> REQUIRED WORK: Every line in the data below that includes "fern" belongs in the answer, copied as it stands.
*** PROVIDED MATERIAL ***
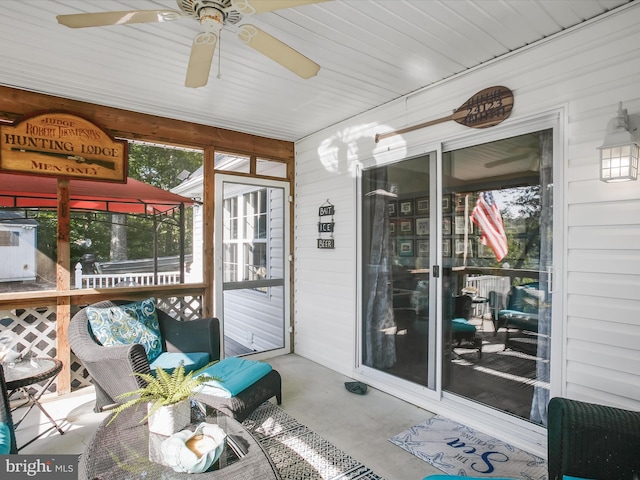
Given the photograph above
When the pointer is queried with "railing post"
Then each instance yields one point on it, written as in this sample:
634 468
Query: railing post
78 275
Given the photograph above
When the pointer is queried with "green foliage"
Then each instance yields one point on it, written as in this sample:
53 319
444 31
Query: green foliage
164 389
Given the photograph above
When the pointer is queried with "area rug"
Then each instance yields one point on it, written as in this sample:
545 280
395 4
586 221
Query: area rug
298 452
459 450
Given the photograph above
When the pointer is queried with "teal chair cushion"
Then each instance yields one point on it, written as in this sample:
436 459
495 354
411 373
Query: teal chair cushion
168 361
5 439
461 325
135 322
233 375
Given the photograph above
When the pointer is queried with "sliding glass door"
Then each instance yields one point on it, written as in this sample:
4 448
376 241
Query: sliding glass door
397 254
496 296
456 272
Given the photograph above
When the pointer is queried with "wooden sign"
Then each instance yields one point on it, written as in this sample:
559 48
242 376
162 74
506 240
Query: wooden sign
62 145
485 109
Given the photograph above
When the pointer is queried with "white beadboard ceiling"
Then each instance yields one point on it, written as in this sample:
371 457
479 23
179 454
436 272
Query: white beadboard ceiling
370 52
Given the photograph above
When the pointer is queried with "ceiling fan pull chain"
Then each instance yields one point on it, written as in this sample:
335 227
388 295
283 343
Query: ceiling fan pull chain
219 53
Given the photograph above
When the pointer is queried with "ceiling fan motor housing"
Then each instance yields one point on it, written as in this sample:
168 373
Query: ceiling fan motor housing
211 12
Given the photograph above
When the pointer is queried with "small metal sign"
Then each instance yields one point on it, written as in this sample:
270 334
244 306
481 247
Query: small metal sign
326 243
325 227
325 210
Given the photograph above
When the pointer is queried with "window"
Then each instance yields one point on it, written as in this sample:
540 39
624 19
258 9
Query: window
245 237
9 239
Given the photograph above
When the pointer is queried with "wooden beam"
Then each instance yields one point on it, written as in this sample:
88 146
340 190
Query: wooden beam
139 126
208 253
63 280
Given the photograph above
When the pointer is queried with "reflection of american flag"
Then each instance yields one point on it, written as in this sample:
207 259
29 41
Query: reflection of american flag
486 216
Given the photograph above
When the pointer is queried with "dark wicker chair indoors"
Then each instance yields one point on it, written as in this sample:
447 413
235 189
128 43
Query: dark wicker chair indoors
112 368
7 434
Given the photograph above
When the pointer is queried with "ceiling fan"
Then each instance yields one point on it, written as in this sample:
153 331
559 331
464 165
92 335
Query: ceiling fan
213 15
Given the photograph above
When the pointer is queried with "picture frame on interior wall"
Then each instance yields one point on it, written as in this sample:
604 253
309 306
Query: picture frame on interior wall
423 248
405 248
422 206
460 224
461 203
446 203
406 208
484 251
446 247
422 226
446 225
406 227
460 247
393 209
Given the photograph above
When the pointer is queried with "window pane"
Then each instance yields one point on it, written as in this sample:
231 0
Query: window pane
496 234
271 168
230 262
232 163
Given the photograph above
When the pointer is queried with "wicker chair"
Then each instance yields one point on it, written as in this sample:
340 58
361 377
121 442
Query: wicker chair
586 440
111 368
5 413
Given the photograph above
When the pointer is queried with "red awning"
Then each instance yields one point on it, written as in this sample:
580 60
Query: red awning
22 191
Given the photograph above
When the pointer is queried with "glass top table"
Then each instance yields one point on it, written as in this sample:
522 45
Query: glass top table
120 451
28 371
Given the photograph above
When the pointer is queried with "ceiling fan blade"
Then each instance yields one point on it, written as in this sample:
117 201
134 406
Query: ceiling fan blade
504 161
250 7
99 19
278 51
202 50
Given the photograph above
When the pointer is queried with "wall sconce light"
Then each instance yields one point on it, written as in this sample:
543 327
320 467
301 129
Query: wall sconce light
620 151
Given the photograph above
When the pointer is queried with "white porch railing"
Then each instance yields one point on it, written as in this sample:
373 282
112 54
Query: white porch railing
487 283
110 280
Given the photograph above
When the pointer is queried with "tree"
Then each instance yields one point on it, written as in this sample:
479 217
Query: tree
161 167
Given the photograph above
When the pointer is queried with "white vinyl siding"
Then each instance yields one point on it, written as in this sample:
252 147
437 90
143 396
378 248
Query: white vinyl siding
18 252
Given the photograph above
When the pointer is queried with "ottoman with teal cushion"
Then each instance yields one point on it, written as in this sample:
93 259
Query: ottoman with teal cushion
245 385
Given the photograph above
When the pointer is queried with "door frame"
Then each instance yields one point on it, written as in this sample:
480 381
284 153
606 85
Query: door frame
218 286
516 431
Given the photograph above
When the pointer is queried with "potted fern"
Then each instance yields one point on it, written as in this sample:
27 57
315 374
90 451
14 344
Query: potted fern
*** End of PROVIDED MATERIAL ***
> RESULT OF THE TASK:
When the pointer is queried with "potted fern"
Query: potted fern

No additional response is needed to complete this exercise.